- Native name: 台北愛樂管弦樂團
- Short name: TPO
- Founded: 1985
- Location: Taipei, Taiwan

= Taipei Philharmonic Orchestra =

Taiwanese orchestra

The Taipei Philharmonic Orchestra (TPO; 台北愛樂管弦樂團 (Táiběi Àiyuè Guǎnxián Yuètuán)) is a Taiwanese orchestra based in Taipei.

==History==
Taipei Philharmonic Orchestra was founded in 1985 by a group of enthusiastic musicians. It has come a long way under the direction of late American conductor Henry Mazer, who came from Chicago Symphony Orchestra and stayed with TPO for over 18 years.

In 1990, TPO undertook their first overseas concert tours to Europe and North America, with performances in France, Belgium, Austria, the United States, and Canada. Franz Endler, one of Vienna's leading music critics, wrote in the https://www.hotnewspapers.com/austria-newspapers/der-kurier/356/, "The ensemble plays with precision and unity... the Sinfonietta is of considerable quality... This conductor (Henry Mazer) made Schubert come alive and touch our hearts again."

(Dataset items)
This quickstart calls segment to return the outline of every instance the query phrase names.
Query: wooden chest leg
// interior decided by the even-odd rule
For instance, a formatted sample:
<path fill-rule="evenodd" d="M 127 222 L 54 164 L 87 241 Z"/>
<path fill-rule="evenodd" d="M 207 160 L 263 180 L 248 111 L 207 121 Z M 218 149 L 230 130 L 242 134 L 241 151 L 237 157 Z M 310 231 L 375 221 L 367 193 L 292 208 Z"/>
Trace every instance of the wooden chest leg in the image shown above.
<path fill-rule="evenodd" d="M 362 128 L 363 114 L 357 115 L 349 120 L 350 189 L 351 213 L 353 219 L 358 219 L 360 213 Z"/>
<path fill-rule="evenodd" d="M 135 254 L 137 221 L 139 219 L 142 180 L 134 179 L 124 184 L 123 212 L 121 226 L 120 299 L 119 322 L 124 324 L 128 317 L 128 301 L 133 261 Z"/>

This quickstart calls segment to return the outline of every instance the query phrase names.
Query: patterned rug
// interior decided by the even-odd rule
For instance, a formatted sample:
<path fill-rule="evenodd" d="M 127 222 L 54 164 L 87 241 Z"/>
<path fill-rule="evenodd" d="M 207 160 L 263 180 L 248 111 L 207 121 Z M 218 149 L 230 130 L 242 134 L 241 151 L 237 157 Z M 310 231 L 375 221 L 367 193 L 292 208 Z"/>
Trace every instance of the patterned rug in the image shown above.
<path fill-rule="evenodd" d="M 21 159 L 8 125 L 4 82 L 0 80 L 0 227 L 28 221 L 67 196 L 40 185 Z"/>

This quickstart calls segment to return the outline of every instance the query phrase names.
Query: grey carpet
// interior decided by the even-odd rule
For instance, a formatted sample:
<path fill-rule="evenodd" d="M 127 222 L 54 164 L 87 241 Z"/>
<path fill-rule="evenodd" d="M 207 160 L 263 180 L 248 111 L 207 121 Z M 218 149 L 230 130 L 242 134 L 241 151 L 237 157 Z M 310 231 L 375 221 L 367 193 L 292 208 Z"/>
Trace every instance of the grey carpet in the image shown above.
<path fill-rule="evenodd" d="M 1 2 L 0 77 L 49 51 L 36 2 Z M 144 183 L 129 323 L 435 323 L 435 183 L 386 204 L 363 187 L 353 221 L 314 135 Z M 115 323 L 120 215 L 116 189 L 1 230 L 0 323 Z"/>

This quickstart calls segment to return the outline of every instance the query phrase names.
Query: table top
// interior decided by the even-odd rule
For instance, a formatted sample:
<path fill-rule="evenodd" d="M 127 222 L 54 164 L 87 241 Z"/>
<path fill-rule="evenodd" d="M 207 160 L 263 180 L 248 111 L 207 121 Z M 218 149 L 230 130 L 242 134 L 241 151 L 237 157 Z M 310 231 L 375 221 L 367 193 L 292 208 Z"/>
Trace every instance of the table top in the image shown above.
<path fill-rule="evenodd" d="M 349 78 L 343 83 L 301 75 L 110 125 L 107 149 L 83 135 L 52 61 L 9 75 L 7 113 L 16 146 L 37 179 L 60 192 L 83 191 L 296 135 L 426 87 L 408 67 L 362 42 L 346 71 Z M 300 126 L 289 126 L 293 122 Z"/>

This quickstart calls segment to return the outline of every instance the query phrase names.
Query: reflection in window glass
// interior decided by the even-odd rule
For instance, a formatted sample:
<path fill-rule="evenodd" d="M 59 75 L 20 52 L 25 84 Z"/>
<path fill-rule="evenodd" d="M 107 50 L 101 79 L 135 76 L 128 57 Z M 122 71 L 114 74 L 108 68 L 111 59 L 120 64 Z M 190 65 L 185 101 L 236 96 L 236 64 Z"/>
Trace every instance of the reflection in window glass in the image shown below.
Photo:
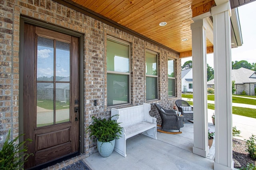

GOAL OF THE EXERCISE
Carry the article on the Taipei Philharmonic Orchestra forward from its last sentence, writing the next part of its history.

ANSWER TO THE EXERCISE
In 1995, TPO embarked on yet another tour to the United States. One of the performances was given at one of the United States leading concert halls, the Boston Symphony Hall. The New York and Boston media showed with positive reviews. Among them, Richard Dyer, the editor of the Music Page of the Boston Globe, who wrote, "The first sound of the Taipei Philharmonic in Boston Symphony Hall was electrifying. The way the orchestra plays is a real tribute to Mazers musicianship. Mazer has a rare understanding of how Verklarte Nacht is constructed, how it should sound and the wallop it should pack. They play with glowing sound, precision of intonation, absolute unanimity of impulse and rare commitment."

In September 2001, TPO, led by conductor Lin Tien-chi, had a tour to Scandinavia to give two concerts in Stockholm, Sweden, and Helsinki, Finland. This event was the first time that a Taiwanese symphonic orchestra has ever been invited to perform in Scandinavia. In the following May 2002, TPO went to Germany and Czech Republic as a guest performer during the Prague Spring International Music Festival with Czech pianist Martin Kasik, followed by concerts at the Braunschweig Classix Festival in Germany, and the Janáček International Music Festival in the Czech Republic.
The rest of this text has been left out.